34th Governor of Sindh
- In office 10 October 2022 – 12 March 2026
- President: Arif Alvi Asif Ali Zardari
- Prime Minister: Shehbaz Sharif Anwaar ul Haq Kakar Shehbaz Sharif
- Preceded by: Imran Ismail Agha Siraj Durrani
- Succeeded by: Nehal Hashmi

Personal details
- Born: Karachi, Sindh, Pakistan
- Party: MQM-P (2022-present)
- Other political affiliations: MQM-P (2017-2018) PML(F) (2013-2017)

= Kamran Tessori =

Pakistani politician and businessman

Muhammad Kamran Khan Tessori (کامران ٹیسوری) is a Pakistani politician and businessman, who served as the Governor of Sindh since October 2022 till March 2026. Tessori is a member of the MQM-P party.

==Personal life==
Tessori is an ethnic Muhajir, and belongs to the Tessori family, who runs an international gold business called "Tessori Gold". He is the only politician in his family.

==Political career==
He established contacts with Arbab Ghulam Rahim who was the Chief Minister of Sindh at the time in order to enter politics. He was later considered a close aide to him.

Part of a data file:
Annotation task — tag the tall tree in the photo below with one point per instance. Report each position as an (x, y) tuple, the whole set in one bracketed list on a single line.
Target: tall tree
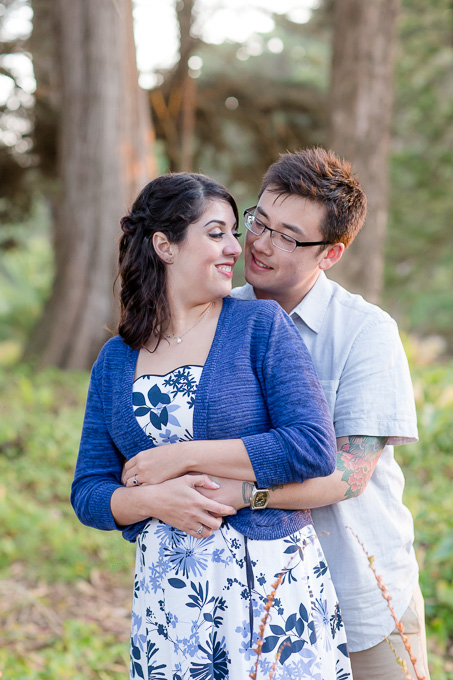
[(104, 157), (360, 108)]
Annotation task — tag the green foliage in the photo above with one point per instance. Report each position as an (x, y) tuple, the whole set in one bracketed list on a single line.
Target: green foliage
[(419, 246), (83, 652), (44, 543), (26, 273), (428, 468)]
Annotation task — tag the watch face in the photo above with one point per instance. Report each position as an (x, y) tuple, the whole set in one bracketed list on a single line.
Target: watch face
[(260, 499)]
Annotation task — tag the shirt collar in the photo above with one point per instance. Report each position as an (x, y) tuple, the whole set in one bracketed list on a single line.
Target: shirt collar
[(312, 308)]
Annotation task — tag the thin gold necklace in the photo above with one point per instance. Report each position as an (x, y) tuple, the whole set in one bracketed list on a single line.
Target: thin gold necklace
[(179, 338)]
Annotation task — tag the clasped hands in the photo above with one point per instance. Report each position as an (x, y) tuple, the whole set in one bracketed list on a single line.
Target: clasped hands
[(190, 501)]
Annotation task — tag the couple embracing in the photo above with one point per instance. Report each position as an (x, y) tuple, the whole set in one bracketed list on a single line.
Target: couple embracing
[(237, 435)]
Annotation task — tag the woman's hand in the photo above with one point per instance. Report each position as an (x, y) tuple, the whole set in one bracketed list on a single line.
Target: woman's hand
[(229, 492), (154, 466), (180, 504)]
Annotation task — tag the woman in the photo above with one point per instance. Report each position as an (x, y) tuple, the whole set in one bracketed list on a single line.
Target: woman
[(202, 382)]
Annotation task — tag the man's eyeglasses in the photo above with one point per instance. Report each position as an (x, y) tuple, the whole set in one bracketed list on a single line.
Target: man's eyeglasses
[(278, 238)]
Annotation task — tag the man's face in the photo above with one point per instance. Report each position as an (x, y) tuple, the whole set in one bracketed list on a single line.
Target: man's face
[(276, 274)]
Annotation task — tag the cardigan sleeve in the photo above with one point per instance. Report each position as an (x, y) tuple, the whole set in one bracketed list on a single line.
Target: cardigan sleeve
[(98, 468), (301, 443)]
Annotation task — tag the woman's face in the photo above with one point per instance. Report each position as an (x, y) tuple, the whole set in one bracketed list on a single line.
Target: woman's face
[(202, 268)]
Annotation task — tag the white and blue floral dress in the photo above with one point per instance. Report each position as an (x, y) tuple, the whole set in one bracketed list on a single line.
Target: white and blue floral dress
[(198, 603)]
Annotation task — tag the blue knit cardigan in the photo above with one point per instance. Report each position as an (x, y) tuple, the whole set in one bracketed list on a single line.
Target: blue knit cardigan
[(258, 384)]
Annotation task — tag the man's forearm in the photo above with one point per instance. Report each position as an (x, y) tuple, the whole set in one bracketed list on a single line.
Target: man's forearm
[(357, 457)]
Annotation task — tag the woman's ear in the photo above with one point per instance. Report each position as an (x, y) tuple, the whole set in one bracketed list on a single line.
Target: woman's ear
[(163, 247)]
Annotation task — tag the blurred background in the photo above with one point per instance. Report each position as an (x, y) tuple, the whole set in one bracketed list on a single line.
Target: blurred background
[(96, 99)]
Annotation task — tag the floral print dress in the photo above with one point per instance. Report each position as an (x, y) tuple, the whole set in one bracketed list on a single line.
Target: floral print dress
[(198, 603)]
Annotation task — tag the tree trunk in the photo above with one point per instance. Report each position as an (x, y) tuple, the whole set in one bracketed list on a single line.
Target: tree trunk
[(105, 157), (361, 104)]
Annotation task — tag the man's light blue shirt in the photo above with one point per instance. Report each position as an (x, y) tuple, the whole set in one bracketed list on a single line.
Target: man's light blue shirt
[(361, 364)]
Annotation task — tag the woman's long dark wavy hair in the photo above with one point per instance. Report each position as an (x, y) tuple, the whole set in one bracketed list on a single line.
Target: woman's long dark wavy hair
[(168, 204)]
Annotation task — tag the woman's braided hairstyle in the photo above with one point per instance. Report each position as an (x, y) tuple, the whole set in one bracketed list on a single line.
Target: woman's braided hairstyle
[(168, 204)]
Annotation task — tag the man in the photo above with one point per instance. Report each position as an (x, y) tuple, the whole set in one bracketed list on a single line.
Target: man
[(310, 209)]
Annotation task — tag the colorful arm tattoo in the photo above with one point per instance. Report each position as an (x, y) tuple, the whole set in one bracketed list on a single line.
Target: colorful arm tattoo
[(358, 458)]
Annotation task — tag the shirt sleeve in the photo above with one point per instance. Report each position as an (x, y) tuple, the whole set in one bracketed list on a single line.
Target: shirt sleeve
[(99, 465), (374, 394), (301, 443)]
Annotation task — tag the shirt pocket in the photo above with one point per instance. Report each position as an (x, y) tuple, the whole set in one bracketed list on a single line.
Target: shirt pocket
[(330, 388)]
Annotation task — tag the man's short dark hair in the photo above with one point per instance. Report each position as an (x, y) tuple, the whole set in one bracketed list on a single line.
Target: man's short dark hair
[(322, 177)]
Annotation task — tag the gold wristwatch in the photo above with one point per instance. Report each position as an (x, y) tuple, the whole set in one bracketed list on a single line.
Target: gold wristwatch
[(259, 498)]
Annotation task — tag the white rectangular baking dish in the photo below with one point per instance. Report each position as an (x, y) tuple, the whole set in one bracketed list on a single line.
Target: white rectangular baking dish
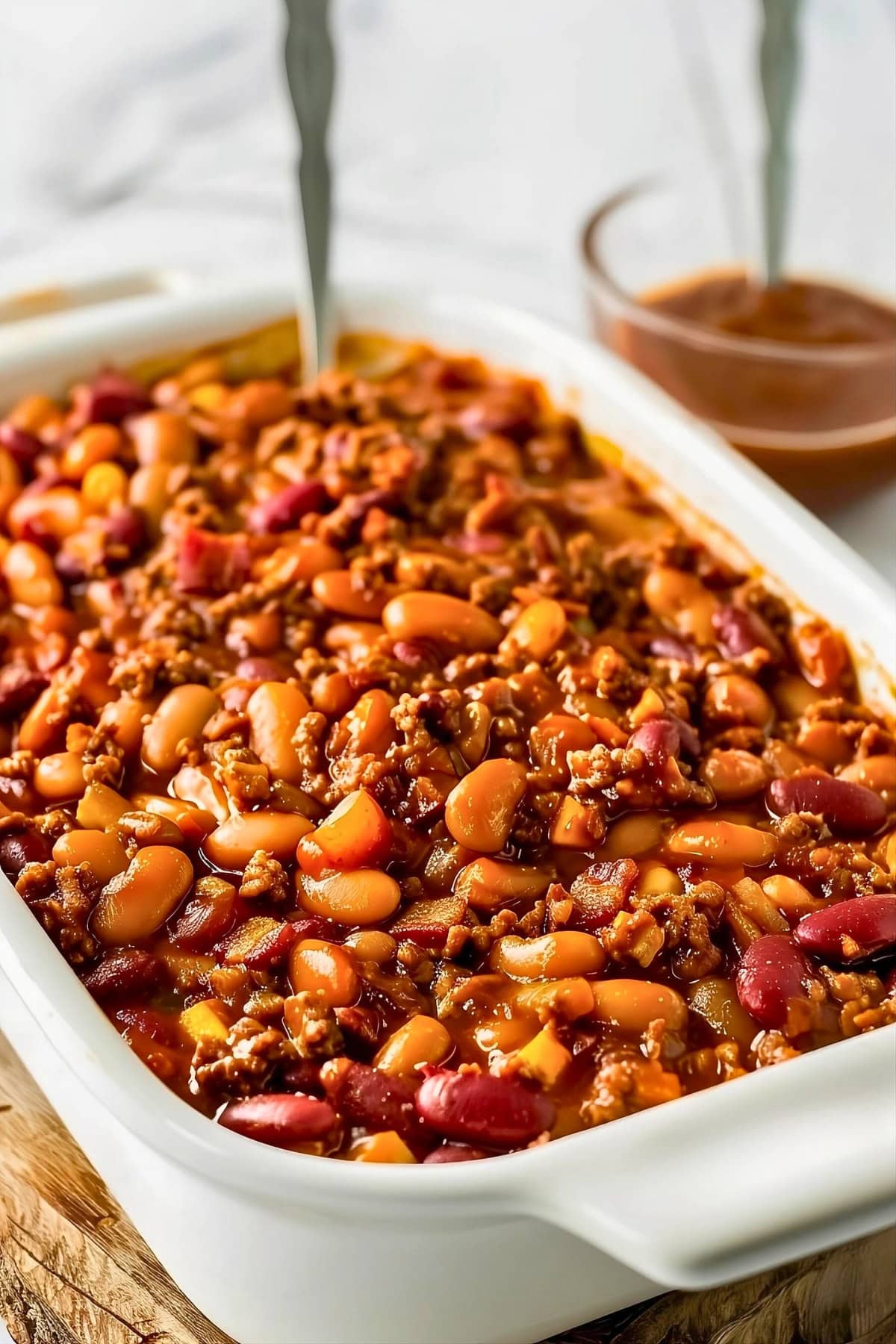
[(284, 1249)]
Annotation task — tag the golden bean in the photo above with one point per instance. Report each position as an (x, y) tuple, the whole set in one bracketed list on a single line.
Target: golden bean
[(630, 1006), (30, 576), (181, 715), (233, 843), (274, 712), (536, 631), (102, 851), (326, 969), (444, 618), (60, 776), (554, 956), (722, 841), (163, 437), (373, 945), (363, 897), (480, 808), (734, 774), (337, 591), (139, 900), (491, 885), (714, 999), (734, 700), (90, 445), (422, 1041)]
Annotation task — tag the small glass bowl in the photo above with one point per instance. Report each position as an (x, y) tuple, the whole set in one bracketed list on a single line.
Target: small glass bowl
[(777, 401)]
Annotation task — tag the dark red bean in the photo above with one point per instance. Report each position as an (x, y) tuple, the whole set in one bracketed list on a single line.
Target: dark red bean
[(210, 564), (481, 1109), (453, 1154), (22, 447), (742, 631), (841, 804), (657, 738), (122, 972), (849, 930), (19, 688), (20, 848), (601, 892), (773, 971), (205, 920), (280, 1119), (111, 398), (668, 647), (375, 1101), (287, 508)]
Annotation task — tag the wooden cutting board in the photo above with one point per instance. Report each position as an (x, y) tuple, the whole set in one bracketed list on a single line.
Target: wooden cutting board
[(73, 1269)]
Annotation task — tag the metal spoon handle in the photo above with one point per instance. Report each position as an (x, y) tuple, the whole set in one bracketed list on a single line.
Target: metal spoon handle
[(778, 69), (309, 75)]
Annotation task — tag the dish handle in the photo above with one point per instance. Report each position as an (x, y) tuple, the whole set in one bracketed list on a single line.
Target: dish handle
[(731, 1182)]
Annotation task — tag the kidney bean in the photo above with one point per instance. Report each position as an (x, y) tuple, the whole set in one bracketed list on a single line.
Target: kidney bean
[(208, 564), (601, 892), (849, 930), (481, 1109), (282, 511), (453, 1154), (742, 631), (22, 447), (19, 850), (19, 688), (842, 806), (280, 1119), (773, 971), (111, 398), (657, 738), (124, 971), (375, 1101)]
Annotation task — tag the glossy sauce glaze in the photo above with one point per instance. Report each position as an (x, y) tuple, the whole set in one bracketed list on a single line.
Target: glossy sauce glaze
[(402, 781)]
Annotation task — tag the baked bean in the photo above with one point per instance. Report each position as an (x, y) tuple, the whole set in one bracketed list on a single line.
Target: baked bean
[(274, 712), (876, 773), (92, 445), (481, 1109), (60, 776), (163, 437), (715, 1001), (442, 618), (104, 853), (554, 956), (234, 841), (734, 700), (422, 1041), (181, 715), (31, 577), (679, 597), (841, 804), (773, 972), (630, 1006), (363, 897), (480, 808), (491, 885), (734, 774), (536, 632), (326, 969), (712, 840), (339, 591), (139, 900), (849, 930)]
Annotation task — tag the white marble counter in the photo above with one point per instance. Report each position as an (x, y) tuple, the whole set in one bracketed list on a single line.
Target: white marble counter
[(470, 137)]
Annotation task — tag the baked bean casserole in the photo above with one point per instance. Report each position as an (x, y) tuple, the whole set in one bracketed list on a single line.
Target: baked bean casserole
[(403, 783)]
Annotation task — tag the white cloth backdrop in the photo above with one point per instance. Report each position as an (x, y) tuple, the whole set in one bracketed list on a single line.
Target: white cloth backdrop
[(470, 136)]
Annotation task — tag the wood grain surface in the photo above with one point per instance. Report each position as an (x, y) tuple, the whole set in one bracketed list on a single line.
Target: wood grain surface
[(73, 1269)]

**Task details:**
Please answer these questions using the article on Kamran Tessori:
1. Who succeeded Tessori as Governor of Sindh?
2. What is the name of the international gold business run by the Tessori family?
3. Which Chief Minister of Sindh did Tessori establish contacts with in order to enter politics?

**The completed task:**
1. Nehal Hashmi
2. Tessori Gold
3. Arbab Ghulam Rahim